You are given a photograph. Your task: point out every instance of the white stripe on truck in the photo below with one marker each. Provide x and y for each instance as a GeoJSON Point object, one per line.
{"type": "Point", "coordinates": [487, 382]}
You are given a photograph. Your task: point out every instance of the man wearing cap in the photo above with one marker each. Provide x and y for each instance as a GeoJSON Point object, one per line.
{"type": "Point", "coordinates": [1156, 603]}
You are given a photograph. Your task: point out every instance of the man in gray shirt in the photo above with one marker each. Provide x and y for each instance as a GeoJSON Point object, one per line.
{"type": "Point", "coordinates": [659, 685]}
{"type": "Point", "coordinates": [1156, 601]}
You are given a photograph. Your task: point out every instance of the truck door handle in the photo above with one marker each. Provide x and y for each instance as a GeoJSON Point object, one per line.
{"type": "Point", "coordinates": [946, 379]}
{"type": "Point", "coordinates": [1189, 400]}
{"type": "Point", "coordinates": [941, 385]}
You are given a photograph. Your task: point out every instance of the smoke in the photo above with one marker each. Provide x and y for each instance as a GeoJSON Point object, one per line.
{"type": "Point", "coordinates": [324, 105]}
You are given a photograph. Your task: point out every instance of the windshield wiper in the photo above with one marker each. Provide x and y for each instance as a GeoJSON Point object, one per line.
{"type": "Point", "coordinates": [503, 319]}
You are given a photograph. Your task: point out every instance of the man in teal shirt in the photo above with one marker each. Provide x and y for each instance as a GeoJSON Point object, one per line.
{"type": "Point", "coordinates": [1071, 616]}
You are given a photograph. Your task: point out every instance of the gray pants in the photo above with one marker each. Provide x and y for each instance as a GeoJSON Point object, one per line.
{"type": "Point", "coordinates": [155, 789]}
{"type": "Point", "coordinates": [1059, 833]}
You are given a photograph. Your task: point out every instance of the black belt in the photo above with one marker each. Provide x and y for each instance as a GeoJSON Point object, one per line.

◆ WHAT THE TASK REQUIRES:
Word for word, extract all the records.

◆ OUTPUT FOR THIS TASK:
You are given a photograph. Your task: point out every instance of the white stripe on truck in the photo below with one marker each. Provide x and y for each instance as a GeoJSON Point object, one per line.
{"type": "Point", "coordinates": [487, 382]}
You are given a photograph. Your task: point out every instance of the man wearing cap in the photo above with one marker each. Provide x and y for each instance as a GeoJSON Point object, one per line.
{"type": "Point", "coordinates": [1156, 603]}
You are given a photograph. Your task: point out every instance of the man in gray shirt in the photo above with one marker each. Provide x and y for each instance as a GeoJSON Point object, one per line.
{"type": "Point", "coordinates": [659, 685]}
{"type": "Point", "coordinates": [1156, 601]}
You are given a photograph. Your task: point out every instance of the truck door handle in the photo above with one marker each. Provide x and y for each instance as a GeoJSON Point object, one per line.
{"type": "Point", "coordinates": [946, 379]}
{"type": "Point", "coordinates": [1189, 400]}
{"type": "Point", "coordinates": [941, 385]}
You are given a photograph. Your task: point out every instance of the smoke in the photo above with one marker each. Provide x and y for each instance as a GeoJSON Point object, one per line.
{"type": "Point", "coordinates": [324, 105]}
You are given a photograph. Your task: point out every instance of the windshield wiper in the photo above with one marker each. Provide x and y for each instance as a GeoJSON Point object, one per line.
{"type": "Point", "coordinates": [503, 319]}
You are given a photograph. Your task: point out every instance of the man in teal shirt in the photo above with one marker each. Provide x and y for each instance as a GeoJSON Point object, one per line.
{"type": "Point", "coordinates": [1071, 616]}
You are given a photograph. Your task: point out every instance of the gray pants in the photo above with one marker each. Provide x and y for each instance as a GeoJSON Point object, one per line.
{"type": "Point", "coordinates": [155, 789]}
{"type": "Point", "coordinates": [1059, 833]}
You are given a photograph. Your task: point out every instance of the black belt in the photo above with one marker each. Provide x and y for each instance as a GeoJSON Point object, one per line.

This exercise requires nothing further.